┌─ INPUT

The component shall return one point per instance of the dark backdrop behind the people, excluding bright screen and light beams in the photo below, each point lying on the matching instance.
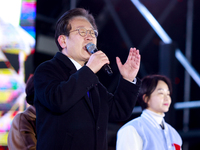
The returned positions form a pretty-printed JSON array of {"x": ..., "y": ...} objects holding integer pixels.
[{"x": 121, "y": 26}]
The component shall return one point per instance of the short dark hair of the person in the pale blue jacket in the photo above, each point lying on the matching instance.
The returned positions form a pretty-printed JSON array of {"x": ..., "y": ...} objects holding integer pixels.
[{"x": 149, "y": 84}]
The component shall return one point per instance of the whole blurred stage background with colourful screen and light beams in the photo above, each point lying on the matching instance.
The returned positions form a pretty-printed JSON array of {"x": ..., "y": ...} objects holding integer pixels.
[{"x": 165, "y": 31}]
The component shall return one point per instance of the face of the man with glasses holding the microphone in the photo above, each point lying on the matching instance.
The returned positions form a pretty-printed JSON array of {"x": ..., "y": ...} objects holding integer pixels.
[{"x": 75, "y": 43}]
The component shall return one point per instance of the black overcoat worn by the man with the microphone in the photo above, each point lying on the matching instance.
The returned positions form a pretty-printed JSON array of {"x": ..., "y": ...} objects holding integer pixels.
[{"x": 66, "y": 118}]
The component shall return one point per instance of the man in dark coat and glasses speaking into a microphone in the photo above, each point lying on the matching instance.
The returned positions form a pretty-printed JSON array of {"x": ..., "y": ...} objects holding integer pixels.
[{"x": 72, "y": 107}]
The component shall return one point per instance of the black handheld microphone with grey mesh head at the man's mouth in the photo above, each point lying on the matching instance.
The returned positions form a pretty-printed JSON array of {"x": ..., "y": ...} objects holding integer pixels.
[{"x": 91, "y": 48}]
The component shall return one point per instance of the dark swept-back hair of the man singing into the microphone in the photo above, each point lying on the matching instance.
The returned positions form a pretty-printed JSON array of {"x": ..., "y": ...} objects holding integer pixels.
[{"x": 63, "y": 27}]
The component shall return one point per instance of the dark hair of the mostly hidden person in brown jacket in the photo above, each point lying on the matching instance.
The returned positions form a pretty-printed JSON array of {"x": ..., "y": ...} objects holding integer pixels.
[{"x": 30, "y": 90}]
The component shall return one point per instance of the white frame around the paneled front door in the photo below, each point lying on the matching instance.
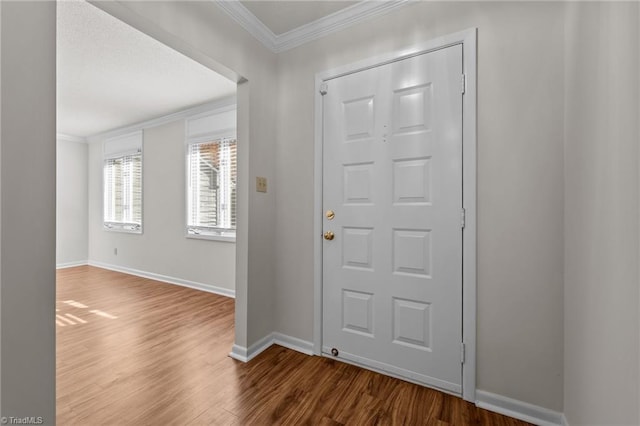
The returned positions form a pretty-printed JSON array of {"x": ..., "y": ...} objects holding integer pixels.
[{"x": 468, "y": 40}]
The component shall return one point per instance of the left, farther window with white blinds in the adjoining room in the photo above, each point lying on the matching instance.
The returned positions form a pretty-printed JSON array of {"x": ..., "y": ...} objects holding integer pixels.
[{"x": 122, "y": 179}]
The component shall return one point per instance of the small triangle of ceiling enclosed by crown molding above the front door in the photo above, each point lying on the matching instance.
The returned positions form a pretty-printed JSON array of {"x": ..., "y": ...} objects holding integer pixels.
[{"x": 283, "y": 16}]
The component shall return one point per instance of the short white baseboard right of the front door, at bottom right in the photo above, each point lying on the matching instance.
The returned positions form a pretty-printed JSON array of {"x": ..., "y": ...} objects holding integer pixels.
[{"x": 519, "y": 409}]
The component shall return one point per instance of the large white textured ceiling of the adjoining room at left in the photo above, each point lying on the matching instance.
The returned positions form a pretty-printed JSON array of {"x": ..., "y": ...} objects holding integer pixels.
[{"x": 111, "y": 75}]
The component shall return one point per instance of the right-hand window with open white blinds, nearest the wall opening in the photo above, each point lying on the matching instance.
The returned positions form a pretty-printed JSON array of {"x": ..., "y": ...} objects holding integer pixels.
[{"x": 211, "y": 188}]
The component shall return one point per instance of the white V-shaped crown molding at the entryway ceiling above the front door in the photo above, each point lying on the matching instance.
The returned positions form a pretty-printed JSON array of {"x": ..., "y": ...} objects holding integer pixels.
[{"x": 309, "y": 32}]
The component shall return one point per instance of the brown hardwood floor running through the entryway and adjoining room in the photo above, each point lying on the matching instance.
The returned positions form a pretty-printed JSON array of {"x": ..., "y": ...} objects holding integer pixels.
[{"x": 132, "y": 351}]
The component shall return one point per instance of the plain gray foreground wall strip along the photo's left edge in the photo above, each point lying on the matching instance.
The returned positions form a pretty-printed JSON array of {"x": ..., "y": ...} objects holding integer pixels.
[{"x": 27, "y": 224}]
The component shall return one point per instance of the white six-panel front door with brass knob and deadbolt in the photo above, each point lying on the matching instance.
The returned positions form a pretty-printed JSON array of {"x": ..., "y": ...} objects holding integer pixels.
[{"x": 392, "y": 195}]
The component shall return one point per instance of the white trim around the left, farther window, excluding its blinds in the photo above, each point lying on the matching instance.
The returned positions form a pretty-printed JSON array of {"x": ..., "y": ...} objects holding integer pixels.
[{"x": 134, "y": 144}]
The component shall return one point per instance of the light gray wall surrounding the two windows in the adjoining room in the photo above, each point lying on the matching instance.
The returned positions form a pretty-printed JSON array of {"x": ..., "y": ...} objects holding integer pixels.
[{"x": 162, "y": 248}]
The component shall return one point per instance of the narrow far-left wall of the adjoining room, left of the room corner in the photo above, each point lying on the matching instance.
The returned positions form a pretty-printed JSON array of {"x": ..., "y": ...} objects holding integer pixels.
[{"x": 72, "y": 203}]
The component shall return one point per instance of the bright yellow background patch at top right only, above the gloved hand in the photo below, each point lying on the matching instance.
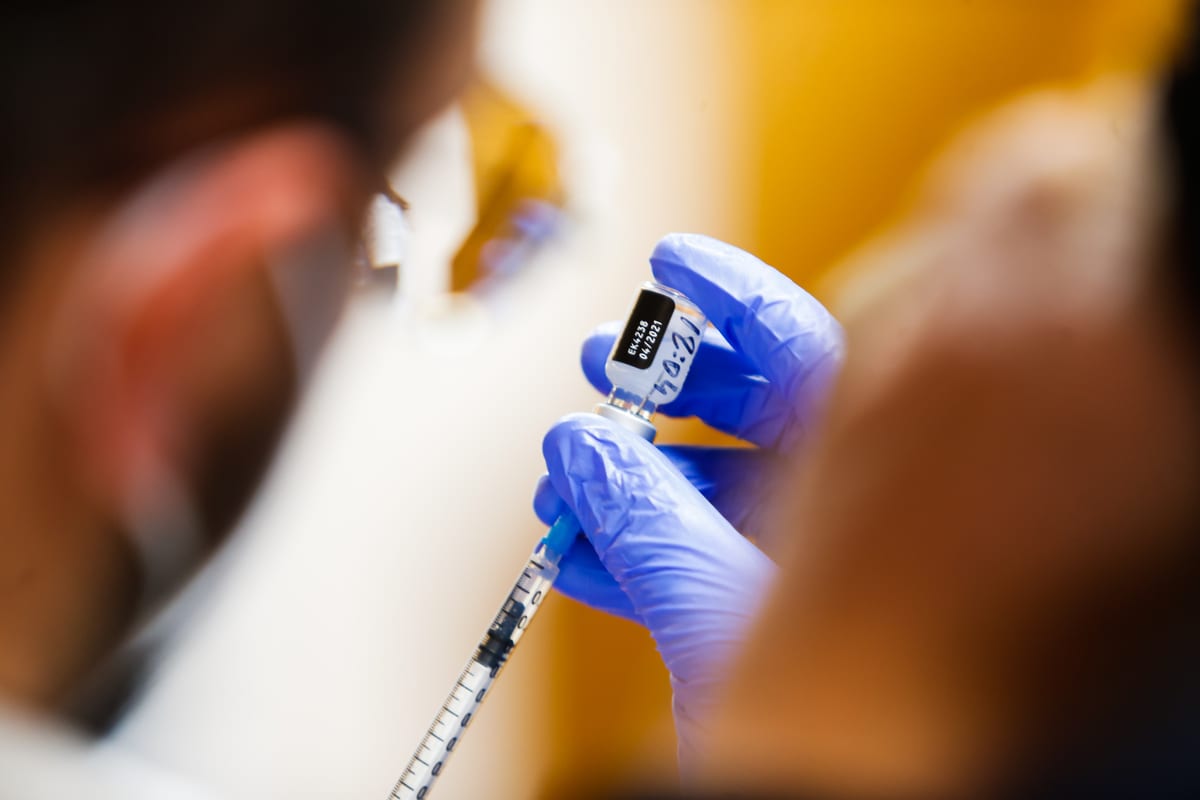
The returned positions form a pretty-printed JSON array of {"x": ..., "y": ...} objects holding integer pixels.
[{"x": 851, "y": 98}]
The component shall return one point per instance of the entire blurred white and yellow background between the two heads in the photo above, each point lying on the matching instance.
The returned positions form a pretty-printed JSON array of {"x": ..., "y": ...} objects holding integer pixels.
[{"x": 400, "y": 512}]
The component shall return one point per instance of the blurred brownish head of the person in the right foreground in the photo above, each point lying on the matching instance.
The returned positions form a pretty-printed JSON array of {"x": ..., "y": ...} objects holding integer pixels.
[{"x": 997, "y": 574}]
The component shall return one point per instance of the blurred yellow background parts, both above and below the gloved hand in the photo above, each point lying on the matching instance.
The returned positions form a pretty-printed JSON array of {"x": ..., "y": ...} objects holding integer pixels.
[{"x": 843, "y": 105}]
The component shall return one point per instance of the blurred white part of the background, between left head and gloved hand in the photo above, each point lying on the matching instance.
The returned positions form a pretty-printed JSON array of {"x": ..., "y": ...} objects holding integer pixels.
[{"x": 328, "y": 634}]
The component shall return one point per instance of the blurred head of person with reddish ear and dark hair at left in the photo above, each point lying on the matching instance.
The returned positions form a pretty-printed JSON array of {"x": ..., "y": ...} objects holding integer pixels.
[{"x": 181, "y": 185}]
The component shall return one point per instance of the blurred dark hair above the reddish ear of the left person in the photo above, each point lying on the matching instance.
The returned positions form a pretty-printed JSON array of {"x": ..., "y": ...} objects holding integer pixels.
[{"x": 95, "y": 94}]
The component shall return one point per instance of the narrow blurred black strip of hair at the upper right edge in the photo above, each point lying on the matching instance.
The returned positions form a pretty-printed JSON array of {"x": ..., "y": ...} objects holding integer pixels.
[{"x": 1183, "y": 136}]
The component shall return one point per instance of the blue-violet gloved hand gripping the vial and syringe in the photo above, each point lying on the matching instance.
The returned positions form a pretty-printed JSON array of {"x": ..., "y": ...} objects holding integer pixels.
[{"x": 663, "y": 545}]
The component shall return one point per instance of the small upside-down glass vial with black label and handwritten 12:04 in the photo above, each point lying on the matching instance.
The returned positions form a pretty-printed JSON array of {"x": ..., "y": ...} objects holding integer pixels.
[{"x": 652, "y": 358}]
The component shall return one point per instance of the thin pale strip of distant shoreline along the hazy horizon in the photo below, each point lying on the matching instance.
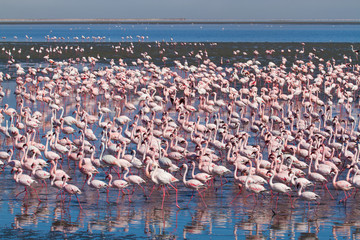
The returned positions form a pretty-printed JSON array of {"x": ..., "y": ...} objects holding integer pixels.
[{"x": 170, "y": 21}]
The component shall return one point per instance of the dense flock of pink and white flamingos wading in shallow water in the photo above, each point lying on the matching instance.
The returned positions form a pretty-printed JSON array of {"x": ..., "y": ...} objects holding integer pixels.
[{"x": 273, "y": 130}]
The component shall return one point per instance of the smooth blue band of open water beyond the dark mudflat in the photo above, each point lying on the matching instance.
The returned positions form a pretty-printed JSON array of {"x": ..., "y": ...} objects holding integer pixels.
[{"x": 182, "y": 32}]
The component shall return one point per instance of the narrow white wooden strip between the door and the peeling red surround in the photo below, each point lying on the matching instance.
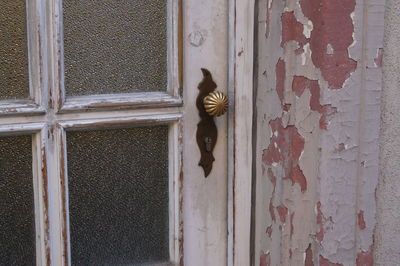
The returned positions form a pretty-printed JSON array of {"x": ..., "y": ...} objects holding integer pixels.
[{"x": 242, "y": 56}]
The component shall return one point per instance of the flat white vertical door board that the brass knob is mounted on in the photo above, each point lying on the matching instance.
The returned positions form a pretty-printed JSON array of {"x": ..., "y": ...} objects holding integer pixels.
[{"x": 205, "y": 45}]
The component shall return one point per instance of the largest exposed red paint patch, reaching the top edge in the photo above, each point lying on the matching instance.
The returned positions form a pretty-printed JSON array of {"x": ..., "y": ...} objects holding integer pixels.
[{"x": 332, "y": 25}]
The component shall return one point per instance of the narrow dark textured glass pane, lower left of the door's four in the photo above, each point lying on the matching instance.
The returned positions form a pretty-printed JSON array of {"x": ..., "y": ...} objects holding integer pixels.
[{"x": 17, "y": 219}]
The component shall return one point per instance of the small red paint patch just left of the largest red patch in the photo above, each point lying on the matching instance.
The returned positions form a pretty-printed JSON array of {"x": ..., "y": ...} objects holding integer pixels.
[{"x": 292, "y": 30}]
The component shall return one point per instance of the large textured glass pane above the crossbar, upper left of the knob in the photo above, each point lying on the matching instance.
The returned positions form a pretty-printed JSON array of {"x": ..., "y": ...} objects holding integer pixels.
[{"x": 115, "y": 46}]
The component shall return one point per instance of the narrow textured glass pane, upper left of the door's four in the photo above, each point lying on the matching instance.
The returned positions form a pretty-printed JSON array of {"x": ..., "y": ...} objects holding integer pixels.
[{"x": 13, "y": 50}]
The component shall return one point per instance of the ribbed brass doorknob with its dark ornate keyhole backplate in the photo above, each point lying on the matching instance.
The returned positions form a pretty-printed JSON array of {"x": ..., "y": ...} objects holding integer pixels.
[{"x": 210, "y": 103}]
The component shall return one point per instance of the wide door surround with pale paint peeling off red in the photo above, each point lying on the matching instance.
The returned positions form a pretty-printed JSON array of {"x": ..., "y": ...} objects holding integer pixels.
[{"x": 318, "y": 112}]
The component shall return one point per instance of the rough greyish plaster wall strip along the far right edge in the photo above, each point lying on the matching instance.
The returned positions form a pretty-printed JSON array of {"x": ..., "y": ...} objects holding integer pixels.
[{"x": 387, "y": 251}]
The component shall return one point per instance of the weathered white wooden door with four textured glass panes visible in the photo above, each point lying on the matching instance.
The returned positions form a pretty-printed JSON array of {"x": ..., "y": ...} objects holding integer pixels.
[{"x": 99, "y": 159}]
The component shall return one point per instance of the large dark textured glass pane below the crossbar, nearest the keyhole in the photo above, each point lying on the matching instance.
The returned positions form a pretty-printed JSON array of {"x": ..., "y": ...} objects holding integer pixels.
[{"x": 118, "y": 196}]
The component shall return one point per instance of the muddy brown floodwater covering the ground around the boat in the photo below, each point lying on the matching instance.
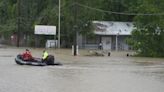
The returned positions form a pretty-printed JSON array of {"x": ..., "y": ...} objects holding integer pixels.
[{"x": 116, "y": 73}]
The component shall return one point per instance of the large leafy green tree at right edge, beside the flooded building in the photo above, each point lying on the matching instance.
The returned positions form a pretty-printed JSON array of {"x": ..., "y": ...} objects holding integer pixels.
[{"x": 148, "y": 37}]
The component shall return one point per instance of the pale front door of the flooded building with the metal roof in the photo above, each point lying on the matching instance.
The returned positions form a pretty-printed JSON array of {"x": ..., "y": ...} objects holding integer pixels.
[{"x": 106, "y": 43}]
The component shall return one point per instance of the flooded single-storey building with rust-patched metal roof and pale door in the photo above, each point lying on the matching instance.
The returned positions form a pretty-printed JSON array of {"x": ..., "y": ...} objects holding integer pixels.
[{"x": 111, "y": 34}]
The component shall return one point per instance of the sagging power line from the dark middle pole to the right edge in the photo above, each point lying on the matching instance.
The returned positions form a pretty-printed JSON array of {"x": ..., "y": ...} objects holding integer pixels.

└─

▶ **WHAT THE TASK REQUIRES**:
Could you find every line in the records above that has the string "blinds" and copy it?

▶ **SOLUTION**:
The component shall return one point per instance of the left, farther window with white blinds in the adjoining room in the photo above, each point lying on the matching instance.
The component shall return one point per instance of the right-hand window with open white blinds, nearest the wall opening in the photo above, each point lying on the matching instance.
The component shall return one point per instance of the white trim around the left, farther window, excluding its blinds in the photo above, each point lying on the matching instance.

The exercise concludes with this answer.